(Records held in a dataset)
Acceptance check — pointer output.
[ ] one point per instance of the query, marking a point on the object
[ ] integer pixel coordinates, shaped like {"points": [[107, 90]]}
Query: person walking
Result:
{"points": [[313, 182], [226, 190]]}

# Exercise
Arrange every line of the records above as a numbered list, leaving out any blank lines.

# Written response
1. Acceptance check — pointer output.
2. [ ] one point per instance of the query, marking a point on the object
3. [ ] integer pixel coordinates, shaped like {"points": [[107, 90]]}
4. Query: person walking
5. Result:
6. {"points": [[313, 182], [226, 190]]}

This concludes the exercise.